■ Письменные задания:
**A)** Воспроизведите дословно фрагмент текста о методологии Вейна от слов «Как видно из» до слов «ее к марксизму.» включительно.
**B)** Перепишите все записи целиком, вместе с запросами, умножив каждую координату вершин в ответах на 0,9 и округлив результат до целого, причем половины округляются вверх. Числа в запросах и в образцах формата оставьте без изменений.

■ Показанный текст:

На первый взгляд может показаться, что Вейн ратует за возвращение к старому, к тем временам, когда позитивисты Ланглуа и Сеньобос повествовали в своих книгах по истории 'так, как это было на самом деле'. Однако методология Вейна-это не просто движение вспять. Современная философия идеографического метода имеет мало общего с примитивным эмпиризмом традиционной позитивистской историографии. В ней главенствующая роль отводится познающему субъекту. Теория и метод познания, согласно этой философии, всецело подчинены ему и лишены всякого объективного содержания. Направляя главные свои атаки против марксистской теории исторического процесса, субъективистская философия истории не намерена обходить и то, что представляется ей опасным в отдельных направлениях буржуазной историографии. Вейну не по душе стремление некоторых французских буржуазных историков мыслить масштабно, подходить к изучению истории комплексно, привлекать к сотрудничеству с историей другие науки—географию, статистику, демографию и др. У истории, заявляет он, нет ни своего метода, ни предмета; это не наука, а искусство. Поскольку же искусство-дело индивидуальное, то любые попытки объединить усилия различных наук с целью познания прошлого лишены всякого смысла.
Как видно из сказанного, атаки на школу 'Анналов' со стороны реакционной историографии и поборников 'критической философии истории' имеют одну общую основу: опасения, как бы проблематика научных исследований этой школы, сосредоточение внимания на экономических и социальных процессах, склонность к широким обобщениям и стремление устанавливать взаимосвязь явлений не приблизили ее к марксизму.

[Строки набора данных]
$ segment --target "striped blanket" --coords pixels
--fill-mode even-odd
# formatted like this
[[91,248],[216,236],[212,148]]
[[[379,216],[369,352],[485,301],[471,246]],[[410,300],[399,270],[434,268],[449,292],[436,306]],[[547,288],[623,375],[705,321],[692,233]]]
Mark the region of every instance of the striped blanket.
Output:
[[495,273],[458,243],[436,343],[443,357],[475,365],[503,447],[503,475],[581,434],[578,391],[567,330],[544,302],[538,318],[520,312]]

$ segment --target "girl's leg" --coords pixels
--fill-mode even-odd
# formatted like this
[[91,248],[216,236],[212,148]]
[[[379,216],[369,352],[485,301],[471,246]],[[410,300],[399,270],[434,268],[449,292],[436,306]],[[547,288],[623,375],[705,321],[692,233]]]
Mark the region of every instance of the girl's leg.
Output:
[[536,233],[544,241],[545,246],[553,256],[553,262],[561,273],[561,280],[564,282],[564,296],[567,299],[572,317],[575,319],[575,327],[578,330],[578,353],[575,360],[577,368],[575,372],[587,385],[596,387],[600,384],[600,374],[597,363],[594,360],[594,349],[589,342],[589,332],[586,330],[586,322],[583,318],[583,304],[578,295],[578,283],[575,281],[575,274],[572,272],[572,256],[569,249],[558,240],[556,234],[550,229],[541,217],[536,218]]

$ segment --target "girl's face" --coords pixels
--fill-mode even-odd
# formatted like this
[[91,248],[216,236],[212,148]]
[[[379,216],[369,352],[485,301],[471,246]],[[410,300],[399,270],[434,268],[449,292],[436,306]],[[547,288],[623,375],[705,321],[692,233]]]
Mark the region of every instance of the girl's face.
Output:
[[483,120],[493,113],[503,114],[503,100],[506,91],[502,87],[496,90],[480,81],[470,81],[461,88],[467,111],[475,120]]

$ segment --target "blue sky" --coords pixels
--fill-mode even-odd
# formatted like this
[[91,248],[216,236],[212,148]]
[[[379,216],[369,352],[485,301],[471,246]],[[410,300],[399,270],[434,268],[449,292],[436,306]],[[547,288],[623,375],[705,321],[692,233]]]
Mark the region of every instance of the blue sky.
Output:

■ Ответы по заданиям:
**A)**
Как видно из сказанного, атаки на школу 'Анналов' со стороны реакционной историографии и поборников 'критической философии истории' имеют одну общую основу: опасения, как бы проблематика научных исследований этой школы, сосредоточение внимания на экономических и социальных процессах, склонность к широким обобщениям и стремление устанавливать взаимосвязь явлений не приблизили ее к марксизму.

**B)**
$ segment --target "striped blanket" --coords pixels
--fill-mode even-odd
# formatted like this
[[91,248],[216,236],[212,148]]
[[[379,216],[369,352],[485,301],[471,246]],[[410,300],[399,270],[434,268],[449,292],[436,306]],[[547,288],[623,375],[705,321],[692,233]]]
Mark the region of every instance of the striped blanket.
Output:
[[446,246],[412,219],[392,309],[399,321],[428,329],[453,402],[453,428],[523,391],[520,352],[510,297],[490,272],[484,286],[468,281]]

$ segment --target "girl's leg" --coords pixels
--fill-mode even-odd
# formatted like this
[[91,248],[216,236],[212,148]]
[[[379,216],[369,352],[485,301],[471,246]],[[410,300],[399,270],[434,268],[449,292],[436,306]],[[547,288],[623,375],[705,321],[692,233]]]
Mark the region of every instance of the girl's leg.
Output:
[[482,210],[490,217],[491,221],[498,230],[498,236],[505,246],[505,252],[508,254],[508,266],[510,269],[515,285],[518,287],[518,294],[520,297],[520,318],[518,324],[519,331],[518,335],[528,347],[536,348],[540,346],[540,337],[537,327],[535,324],[535,314],[530,308],[530,299],[527,297],[527,290],[525,286],[525,274],[520,266],[520,255],[518,253],[518,247],[515,245],[515,230],[512,224],[502,216],[500,211],[495,206],[487,195],[482,196]]

$ segment --target "girl's face" --coords pixels
--fill-mode even-odd
# formatted like this
[[91,248],[216,236],[212,148]]
[[[379,216],[369,352],[485,301],[471,246]],[[410,300],[399,270],[434,268],[449,292],[436,306]],[[547,288],[623,375],[705,321],[692,233]]]
Mark the region of every instance of the girl's face.
Output:
[[435,108],[444,102],[453,103],[453,90],[455,82],[452,78],[446,81],[432,73],[423,73],[415,79],[420,100],[428,108]]

$ segment --target "blue sky" --coords pixels
--fill-mode even-odd
# formatted like this
[[91,248],[216,236],[212,148]]
[[[379,216],[369,352],[485,301],[471,246]],[[410,300],[399,270],[434,268],[449,292],[436,306]],[[547,288],[623,375],[705,321],[692,233]]]
Mark the region of every instance of the blue sky.
Output:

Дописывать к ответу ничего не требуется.